TEXT EXTRACT:
····················

I shared our plans to move onto a bus recently and while most people are supportive even if they don't think they could personally do it, they're generally supportive. Have less, do more. Then every once in a while someone says something that catches me completely off guard. To paraphrase... "Well, I don't feel guilty for my money or my things and just because you don't have enough money to live like we do doesn't mean you should try and make me feel bad."
WTF?! Did I miss the part where I said that I was morally superior to everyone else.
So today I stumbled across this letter to angry vegans. There are vegetarians and vegans who can be vegetarians and vegans without trying to feed their cat a cabbage-based diet. There are people who quietly breastfeed their babies without once making a sound about bottle feeders. There are people who drive a Prius but have no intention of strapping themselves to an oil rig. There are homeschoolers who don't shun the public school system. There are people who buy recycled paper who won't ever participate in a hunger strike in the crotch of a tree. There are atheists who think religion provides an important social function. And there are people who live in tiny houses who don't give a flying rat's ass about where anyone else chooses to live.
zeal·ot
Extremists who operate exclusively in absolutes can give everyone who shares the same opinion a bad name, sometimes bordering on dangerous. There's a line between someone holding an opinion - even a strong one - and someone who actually believes they possess inherent moral superiority to those who do not share their viewpoint. Most of us can't define exactly where this line is until it has been crossed and at that point, we seem to develop a distaste or aversion to that viewpoint. People who insist you walk the walk if you're going to talk the talk eliminate our ability to indulge our human curiosity, to learn about what makes us different, and to find common ground.

····················

COLLECTED MATERIAL:
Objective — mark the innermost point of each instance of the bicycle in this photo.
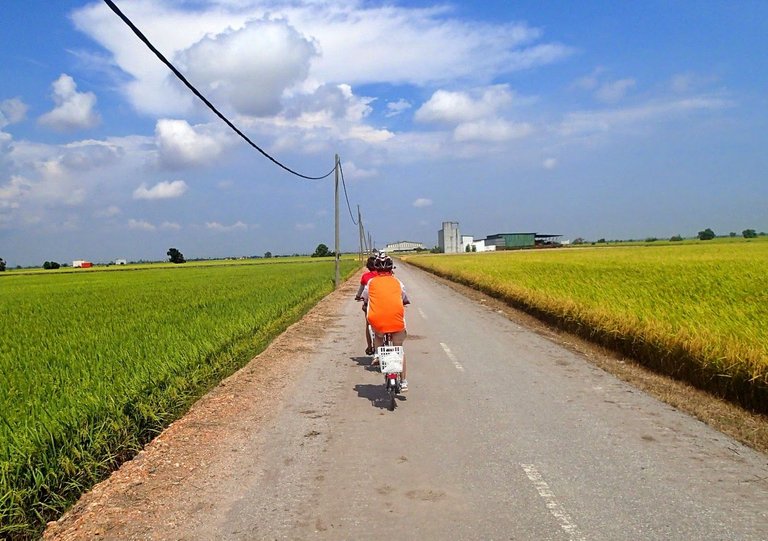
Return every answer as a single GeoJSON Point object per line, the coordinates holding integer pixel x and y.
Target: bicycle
{"type": "Point", "coordinates": [391, 365]}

····················

TASK DIRECTIONS: In the post about moving onto a bus, which kinds of people does the paragraph beginning "So today I stumbled across this letter to angry vegans" name as holding a choice or belief without looking down on others?

SOLUTION FOR THIS TASK:
- Vegetarians and vegans
- People who quietly breastfeed their babies
- People who drive a Prius
- Homeschoolers
- People who buy recycled paper
- Atheists
- People who live in tiny houses